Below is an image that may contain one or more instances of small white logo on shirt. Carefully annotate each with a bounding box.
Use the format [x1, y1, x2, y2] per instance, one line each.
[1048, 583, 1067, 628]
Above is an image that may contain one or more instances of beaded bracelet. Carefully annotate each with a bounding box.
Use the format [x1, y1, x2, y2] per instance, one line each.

=-=-=-=-=

### What you will do
Turn the lines above into a numbered list, leaving out any blank lines.

### Output of the exercise
1. Below is an image that may contain one or more instances of small white logo on shirt. Carefully annotate each with a bounding box.
2. Use the format [x1, y1, x2, y2] per instance, one line each.
3. [1048, 583, 1067, 628]
4. Above is an image that may contain one or more instances of beaded bracelet. Carefully annotate each with a bounding box.
5. Use the format [x1, y1, x2, y2] per instance, one line each.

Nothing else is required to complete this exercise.